[Dataset entries]
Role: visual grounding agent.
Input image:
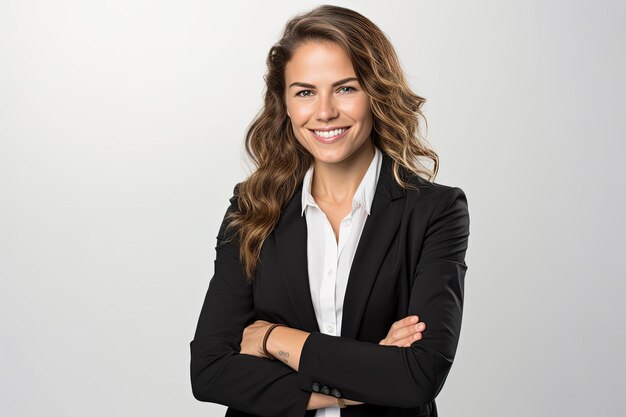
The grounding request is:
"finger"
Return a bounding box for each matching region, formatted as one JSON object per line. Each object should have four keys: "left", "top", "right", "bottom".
{"left": 390, "top": 321, "right": 426, "bottom": 342}
{"left": 391, "top": 315, "right": 419, "bottom": 331}
{"left": 380, "top": 327, "right": 424, "bottom": 346}
{"left": 398, "top": 331, "right": 423, "bottom": 347}
{"left": 386, "top": 316, "right": 420, "bottom": 338}
{"left": 383, "top": 316, "right": 425, "bottom": 344}
{"left": 396, "top": 329, "right": 423, "bottom": 346}
{"left": 380, "top": 331, "right": 423, "bottom": 347}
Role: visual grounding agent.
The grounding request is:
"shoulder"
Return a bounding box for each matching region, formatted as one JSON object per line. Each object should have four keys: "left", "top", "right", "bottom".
{"left": 214, "top": 182, "right": 243, "bottom": 243}
{"left": 225, "top": 182, "right": 243, "bottom": 213}
{"left": 401, "top": 167, "right": 466, "bottom": 205}
{"left": 379, "top": 152, "right": 467, "bottom": 211}
{"left": 230, "top": 182, "right": 241, "bottom": 203}
{"left": 398, "top": 169, "right": 469, "bottom": 226}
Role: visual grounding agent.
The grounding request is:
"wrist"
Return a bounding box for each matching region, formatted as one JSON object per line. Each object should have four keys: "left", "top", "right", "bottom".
{"left": 307, "top": 393, "right": 341, "bottom": 410}
{"left": 262, "top": 323, "right": 285, "bottom": 360}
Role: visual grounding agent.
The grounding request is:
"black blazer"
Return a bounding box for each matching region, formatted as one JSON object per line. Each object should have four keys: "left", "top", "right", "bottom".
{"left": 190, "top": 152, "right": 470, "bottom": 417}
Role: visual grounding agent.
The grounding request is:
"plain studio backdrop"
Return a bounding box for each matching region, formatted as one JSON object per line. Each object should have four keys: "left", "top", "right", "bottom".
{"left": 1, "top": 1, "right": 624, "bottom": 416}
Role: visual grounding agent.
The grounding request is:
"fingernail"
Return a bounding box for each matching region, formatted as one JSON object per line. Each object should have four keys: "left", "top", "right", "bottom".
{"left": 410, "top": 316, "right": 418, "bottom": 323}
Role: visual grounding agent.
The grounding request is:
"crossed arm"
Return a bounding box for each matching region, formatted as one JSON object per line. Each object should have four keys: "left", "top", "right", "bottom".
{"left": 240, "top": 315, "right": 426, "bottom": 409}
{"left": 190, "top": 186, "right": 469, "bottom": 415}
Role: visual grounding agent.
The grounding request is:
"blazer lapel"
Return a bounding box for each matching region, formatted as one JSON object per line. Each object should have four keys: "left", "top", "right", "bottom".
{"left": 273, "top": 182, "right": 320, "bottom": 333}
{"left": 341, "top": 154, "right": 404, "bottom": 339}
{"left": 273, "top": 153, "right": 405, "bottom": 338}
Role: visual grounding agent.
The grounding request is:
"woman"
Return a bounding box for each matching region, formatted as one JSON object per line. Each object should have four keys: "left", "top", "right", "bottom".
{"left": 190, "top": 5, "right": 470, "bottom": 417}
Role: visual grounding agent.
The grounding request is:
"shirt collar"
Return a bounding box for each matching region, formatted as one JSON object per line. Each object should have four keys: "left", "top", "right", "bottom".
{"left": 301, "top": 145, "right": 382, "bottom": 217}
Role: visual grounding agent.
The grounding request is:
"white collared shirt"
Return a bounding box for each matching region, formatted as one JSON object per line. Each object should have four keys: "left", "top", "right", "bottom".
{"left": 300, "top": 145, "right": 383, "bottom": 416}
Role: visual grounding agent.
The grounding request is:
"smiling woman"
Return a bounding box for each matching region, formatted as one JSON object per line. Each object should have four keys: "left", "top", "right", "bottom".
{"left": 285, "top": 41, "right": 374, "bottom": 166}
{"left": 190, "top": 4, "right": 470, "bottom": 417}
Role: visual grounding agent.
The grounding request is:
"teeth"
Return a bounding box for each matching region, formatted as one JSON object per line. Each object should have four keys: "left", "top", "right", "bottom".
{"left": 313, "top": 127, "right": 348, "bottom": 138}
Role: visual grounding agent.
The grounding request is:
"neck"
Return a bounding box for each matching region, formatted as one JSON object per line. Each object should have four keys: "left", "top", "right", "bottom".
{"left": 311, "top": 140, "right": 376, "bottom": 206}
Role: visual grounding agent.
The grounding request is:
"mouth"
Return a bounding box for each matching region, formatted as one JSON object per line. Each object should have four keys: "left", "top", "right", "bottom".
{"left": 308, "top": 126, "right": 351, "bottom": 144}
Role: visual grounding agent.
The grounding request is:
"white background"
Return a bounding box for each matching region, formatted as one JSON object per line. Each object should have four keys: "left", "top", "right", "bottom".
{"left": 1, "top": 1, "right": 624, "bottom": 416}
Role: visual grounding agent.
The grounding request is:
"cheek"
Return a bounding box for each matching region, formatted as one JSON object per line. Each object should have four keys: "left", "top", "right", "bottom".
{"left": 290, "top": 122, "right": 311, "bottom": 147}
{"left": 290, "top": 104, "right": 313, "bottom": 122}
{"left": 344, "top": 98, "right": 372, "bottom": 123}
{"left": 286, "top": 106, "right": 306, "bottom": 127}
{"left": 357, "top": 100, "right": 373, "bottom": 122}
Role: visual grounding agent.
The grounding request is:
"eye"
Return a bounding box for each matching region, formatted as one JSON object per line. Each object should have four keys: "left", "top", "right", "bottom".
{"left": 295, "top": 90, "right": 313, "bottom": 97}
{"left": 338, "top": 86, "right": 357, "bottom": 93}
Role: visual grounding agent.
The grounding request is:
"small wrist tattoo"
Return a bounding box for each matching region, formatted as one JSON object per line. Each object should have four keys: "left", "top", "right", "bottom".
{"left": 278, "top": 350, "right": 290, "bottom": 363}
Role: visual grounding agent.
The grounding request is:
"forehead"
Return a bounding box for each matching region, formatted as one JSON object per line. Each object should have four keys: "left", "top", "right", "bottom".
{"left": 285, "top": 41, "right": 356, "bottom": 83}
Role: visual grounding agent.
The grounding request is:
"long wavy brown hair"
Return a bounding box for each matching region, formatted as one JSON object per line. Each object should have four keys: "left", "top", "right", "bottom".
{"left": 225, "top": 4, "right": 439, "bottom": 283}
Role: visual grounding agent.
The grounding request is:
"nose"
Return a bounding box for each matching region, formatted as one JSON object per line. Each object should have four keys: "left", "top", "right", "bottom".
{"left": 316, "top": 92, "right": 339, "bottom": 122}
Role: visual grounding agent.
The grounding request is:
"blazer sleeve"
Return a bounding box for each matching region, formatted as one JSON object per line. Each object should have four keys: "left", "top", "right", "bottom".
{"left": 190, "top": 184, "right": 312, "bottom": 416}
{"left": 296, "top": 186, "right": 470, "bottom": 408}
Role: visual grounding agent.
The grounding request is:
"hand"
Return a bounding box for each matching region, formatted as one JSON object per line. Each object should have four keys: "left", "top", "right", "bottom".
{"left": 344, "top": 398, "right": 365, "bottom": 406}
{"left": 379, "top": 315, "right": 426, "bottom": 347}
{"left": 343, "top": 316, "right": 426, "bottom": 408}
{"left": 307, "top": 393, "right": 365, "bottom": 409}
{"left": 240, "top": 319, "right": 274, "bottom": 359}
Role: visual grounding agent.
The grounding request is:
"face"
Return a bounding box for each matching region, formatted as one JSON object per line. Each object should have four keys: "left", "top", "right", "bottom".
{"left": 284, "top": 41, "right": 374, "bottom": 167}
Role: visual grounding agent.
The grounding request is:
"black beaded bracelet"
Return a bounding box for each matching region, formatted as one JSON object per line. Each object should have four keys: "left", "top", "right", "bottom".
{"left": 262, "top": 323, "right": 286, "bottom": 360}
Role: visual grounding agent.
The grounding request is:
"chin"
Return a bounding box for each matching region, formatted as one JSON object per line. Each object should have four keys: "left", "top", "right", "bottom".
{"left": 309, "top": 148, "right": 354, "bottom": 165}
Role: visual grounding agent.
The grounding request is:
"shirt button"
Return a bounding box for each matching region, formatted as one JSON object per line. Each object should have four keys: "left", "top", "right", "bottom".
{"left": 327, "top": 269, "right": 334, "bottom": 276}
{"left": 326, "top": 325, "right": 334, "bottom": 333}
{"left": 344, "top": 218, "right": 351, "bottom": 226}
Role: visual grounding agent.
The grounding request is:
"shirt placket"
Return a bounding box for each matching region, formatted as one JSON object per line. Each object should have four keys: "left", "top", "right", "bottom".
{"left": 337, "top": 207, "right": 356, "bottom": 260}
{"left": 319, "top": 213, "right": 338, "bottom": 337}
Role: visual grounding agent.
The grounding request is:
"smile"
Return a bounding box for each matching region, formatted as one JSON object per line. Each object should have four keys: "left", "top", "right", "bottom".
{"left": 308, "top": 127, "right": 351, "bottom": 144}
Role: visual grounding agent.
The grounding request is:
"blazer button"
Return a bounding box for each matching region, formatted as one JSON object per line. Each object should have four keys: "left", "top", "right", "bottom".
{"left": 331, "top": 387, "right": 343, "bottom": 398}
{"left": 312, "top": 382, "right": 320, "bottom": 393}
{"left": 321, "top": 385, "right": 331, "bottom": 395}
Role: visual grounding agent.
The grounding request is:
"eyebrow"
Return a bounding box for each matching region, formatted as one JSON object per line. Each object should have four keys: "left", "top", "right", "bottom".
{"left": 288, "top": 77, "right": 359, "bottom": 89}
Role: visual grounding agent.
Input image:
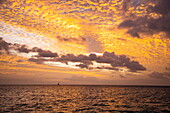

EXERCISE GOAL:
How many of the lines above include the word "shirt"? Only the number should be given.

RESULT OF THE EXERCISE:
4